» Provided text

○ ○ ○ ○ ○ ○ ○

Tips for your Drip Campaign
For the first email- In this email you have 1 objective: introduce yourself as someone of value. You can do this by greeting the recipient, giving them a reason for your email, and telling them what you can do for them.
The goal of your first email is to build a relationship with the recipient. You want to establish yourself as someone who can help them, by sharing an experience or success that you can also offer to them, for instance:
I’m sorry to interrupt your day, but I hope it will be worth your time. I recently wrote a case study for XYZ company and was able to get them 35 new company contracts for their tool. I wondered if you would be interested in reading how I did it? Here’s the link: xxyyzzcasestudy.com
Be specific about the benefits you provide. All marketers and companies promise more time, more money and fewer headaches. Be different, and offer a benefit that speaks specifically to what your product does, for instance: Build content as a team, Stay connected with the contacts that matter most, Get your done automatically with marketing automation, etc.
In your last bit of the email, offer something of value; a download, webinar, podcast, or a cheat-sheet, where you’ll gather more information about them. This piece must be highly relevant to a benefit for the reader, such as the email sample above.
Send a Did Not Open (DNO) email- This email will go to those who haven’t opened your previous email. It should have a different subject. After giving recipients a couple of days to read this, if they have not opened either email you might consider dropping them from the campaign.
Follow up emails- In your follow up emails, you’ll want to share content and case studies that display your value to others in the industry. For instance, share a customer story about how your product helped their business.
In each follow up, offer your webinar, or another lead generating piece. And where possible, give them an opportunity to start a conversation with you.
Years ago cold calling was the way to get sales. Today, a better choice is cold email drip campaigns. The options that marketing automation and drip campaigns offer are immensely useful in helping startups and SaaS companies save money on what used to be expensive campaigns.
Buy a targeted list, and build out a campaign that delivers value to the problems they face. Turn those interested parties into sales, and secure income from your earliest deals. And, as you build momentum from your cold emailing campaign, you can invest in the type of content and inbound marketing strategy that more closely represents the type of company you want to lead.

○ ○ ○ ○ ○ ○ ○

» Provided material
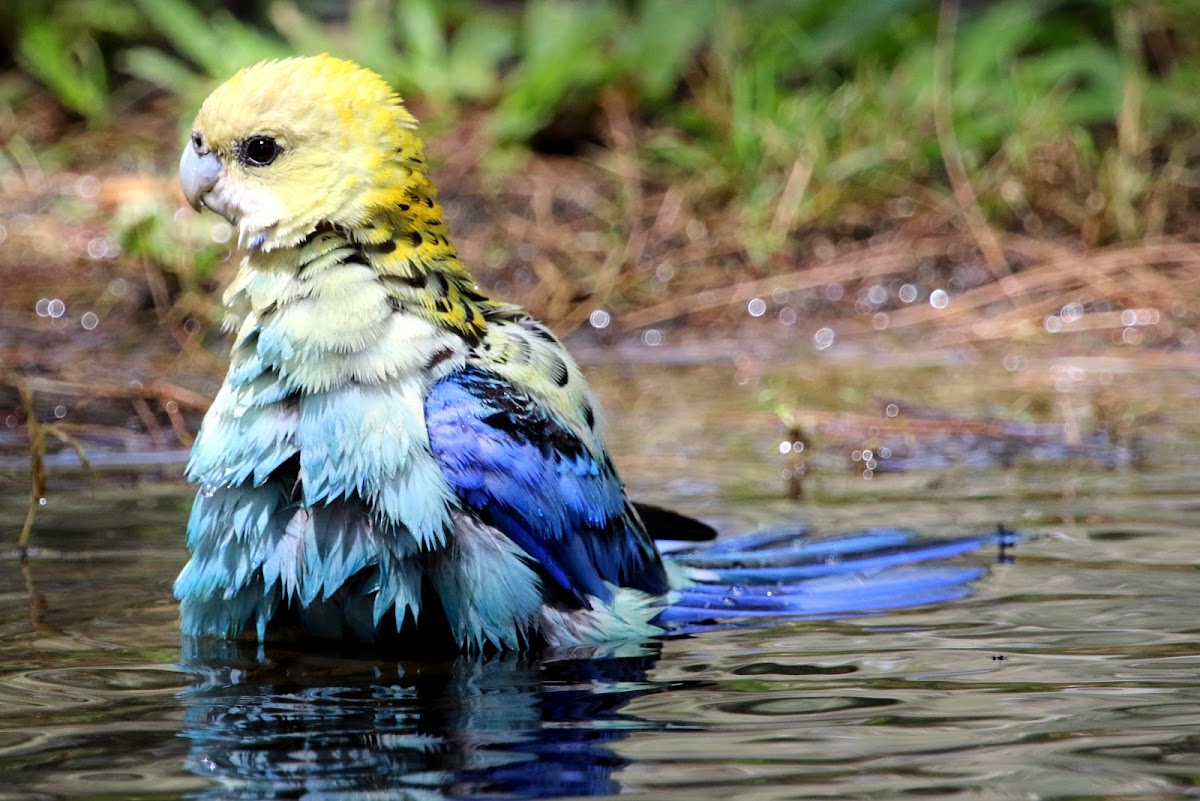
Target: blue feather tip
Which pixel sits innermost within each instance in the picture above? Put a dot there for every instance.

○ ○ ○ ○ ○ ○ ○

» Parts of the exercise
1. Copy the drip campaign tips word for word, everything from "Tips for your" down to "do for them.".
2. In the drip campaign tips, who receives the Did Not Open (DNO) email?
The data after the drip campaign tips is separate material.

» Response list
1.
Tips for your Drip Campaign
For the first email- In this email you have 1 objective: introduce yourself as someone of value. You can do this by greeting the recipient, giving them a reason for your email, and telling them what you can do for them.

2. Those who haven't opened your previous email.